- Directions
Recast the part of the records below that opens with the line containing "Locate black metal" and closes with the line containing "[53,280,246,320]" as a Markdown table with the columns Number and Line, one row per line, skipping any blank lines.

- Recorded information
• • • • • • •
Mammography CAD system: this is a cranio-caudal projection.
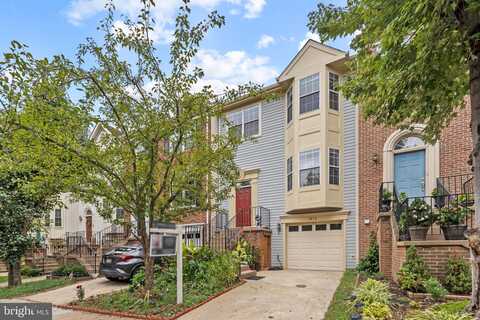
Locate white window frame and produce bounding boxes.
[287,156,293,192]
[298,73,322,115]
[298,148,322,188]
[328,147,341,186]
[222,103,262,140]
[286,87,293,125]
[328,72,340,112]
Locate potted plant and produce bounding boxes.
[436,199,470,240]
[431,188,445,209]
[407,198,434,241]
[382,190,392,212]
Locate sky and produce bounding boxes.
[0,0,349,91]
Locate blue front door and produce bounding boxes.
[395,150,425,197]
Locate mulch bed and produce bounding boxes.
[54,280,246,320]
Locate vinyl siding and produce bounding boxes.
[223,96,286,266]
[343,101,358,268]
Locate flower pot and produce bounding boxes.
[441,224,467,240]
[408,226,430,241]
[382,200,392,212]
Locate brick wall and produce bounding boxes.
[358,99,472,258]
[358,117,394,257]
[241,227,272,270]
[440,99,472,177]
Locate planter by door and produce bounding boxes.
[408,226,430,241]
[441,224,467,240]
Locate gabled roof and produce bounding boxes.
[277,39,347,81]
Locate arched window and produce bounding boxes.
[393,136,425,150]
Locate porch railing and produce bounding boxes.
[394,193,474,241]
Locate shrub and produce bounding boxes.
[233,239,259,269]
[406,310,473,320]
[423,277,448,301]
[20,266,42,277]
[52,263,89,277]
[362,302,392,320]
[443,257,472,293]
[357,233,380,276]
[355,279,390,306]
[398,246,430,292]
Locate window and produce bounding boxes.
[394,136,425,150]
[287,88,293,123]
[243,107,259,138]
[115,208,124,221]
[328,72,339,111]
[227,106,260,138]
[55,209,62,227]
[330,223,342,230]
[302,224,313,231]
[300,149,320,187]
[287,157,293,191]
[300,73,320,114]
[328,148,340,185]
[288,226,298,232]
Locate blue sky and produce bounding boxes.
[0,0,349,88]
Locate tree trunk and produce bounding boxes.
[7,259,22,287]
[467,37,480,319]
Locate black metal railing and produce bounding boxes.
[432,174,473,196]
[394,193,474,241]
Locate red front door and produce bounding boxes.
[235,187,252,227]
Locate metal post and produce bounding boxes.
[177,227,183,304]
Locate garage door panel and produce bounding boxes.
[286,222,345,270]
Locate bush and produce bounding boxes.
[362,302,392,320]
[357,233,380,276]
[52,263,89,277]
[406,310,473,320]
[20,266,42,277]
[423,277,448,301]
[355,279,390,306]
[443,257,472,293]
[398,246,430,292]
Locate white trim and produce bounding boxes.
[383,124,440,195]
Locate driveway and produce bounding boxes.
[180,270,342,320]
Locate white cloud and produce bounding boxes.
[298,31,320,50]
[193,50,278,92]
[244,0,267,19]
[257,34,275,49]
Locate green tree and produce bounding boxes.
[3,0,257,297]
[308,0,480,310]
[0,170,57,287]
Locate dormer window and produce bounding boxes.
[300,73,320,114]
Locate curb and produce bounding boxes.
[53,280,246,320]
• • • • • • •
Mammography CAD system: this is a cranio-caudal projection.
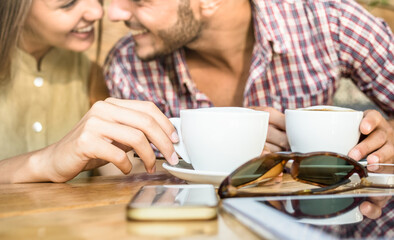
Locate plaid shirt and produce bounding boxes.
• • • • • • •
- Response to the exercise
| Number | Line |
|---|---|
| 1 | Locate black metal railing and produce bounding boxes. |
| 2 | [432,174,473,196] |
| 3 | [394,193,474,241] |
| 4 | Locate red front door and produce bounding boxes. |
| 5 | [235,187,252,227] |
| 6 | Locate metal post and produce bounding boxes. |
| 7 | [177,227,183,304] |
| 8 | Locate garage door panel and produce bounding boxes. |
| 9 | [286,222,345,270] |
| 10 | Locate bush and produce bounding boxes. |
| 11 | [362,302,392,320] |
| 12 | [357,233,380,276] |
| 13 | [52,263,89,277] |
| 14 | [406,310,473,320] |
| 15 | [20,266,42,277] |
| 16 | [423,277,448,301] |
| 17 | [355,279,390,306] |
| 18 | [443,257,472,293] |
| 19 | [398,246,430,292] |
| 20 | Locate white trim and produce bounding boxes. |
| 21 | [383,124,440,195] |
| 22 | Locate driveway and produce bounding boxes. |
| 23 | [180,270,342,320] |
| 24 | Locate white cloud and produce bounding boxes. |
| 25 | [298,31,320,50] |
| 26 | [193,50,278,92] |
| 27 | [244,0,267,19] |
| 28 | [257,34,275,49] |
| 29 | Locate green tree and produce bounding boxes. |
| 30 | [3,0,257,297] |
| 31 | [308,0,480,310] |
| 32 | [0,170,57,287] |
| 33 | Locate dormer window and produce bounding boxes. |
| 34 | [300,73,320,114] |
| 35 | Locate curb and produce bounding boxes. |
| 36 | [53,280,246,320] |